• _To do_:
Rewrite the data below, replacing "concrete step" with "stone step" everywhere and leaving everything else unchanged. Omit the pictures from your answer.

• _Supplied information_:
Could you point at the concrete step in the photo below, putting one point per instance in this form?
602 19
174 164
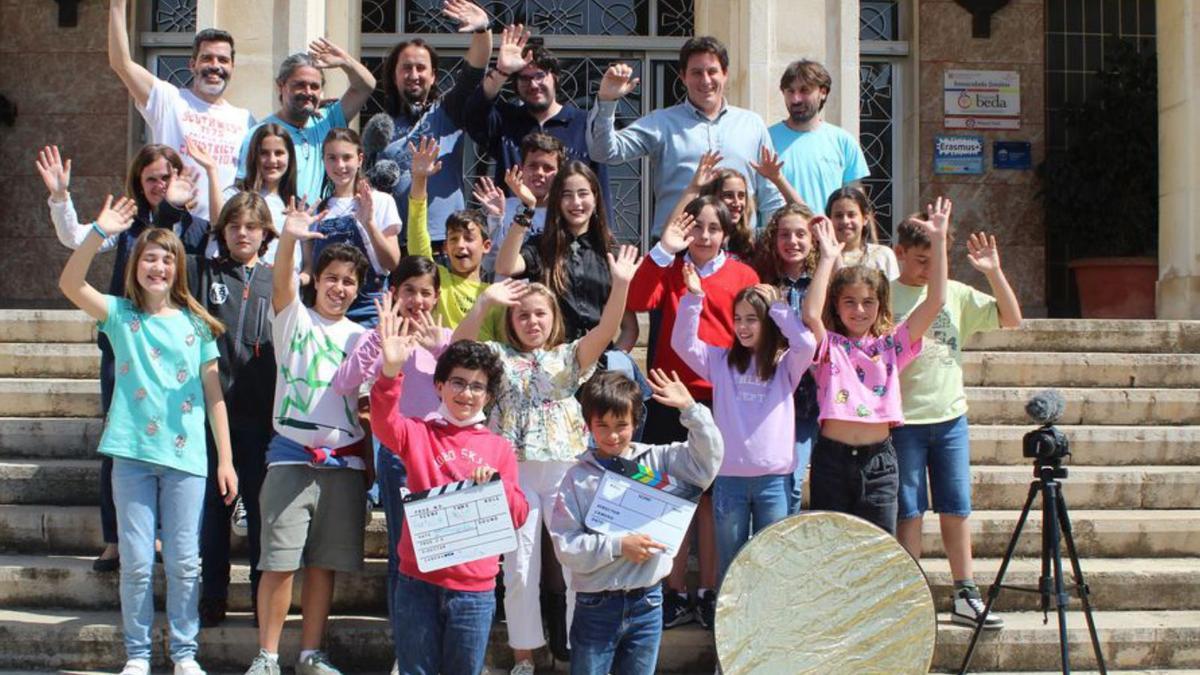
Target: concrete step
46 639
49 398
1093 335
1057 369
1006 405
46 326
49 359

• _Exercise output_:
Could you point at the stone step in the photo below, putting one point per instance in this form?
602 19
174 164
Target: stone step
46 639
49 398
1093 335
1057 369
1006 405
46 326
49 359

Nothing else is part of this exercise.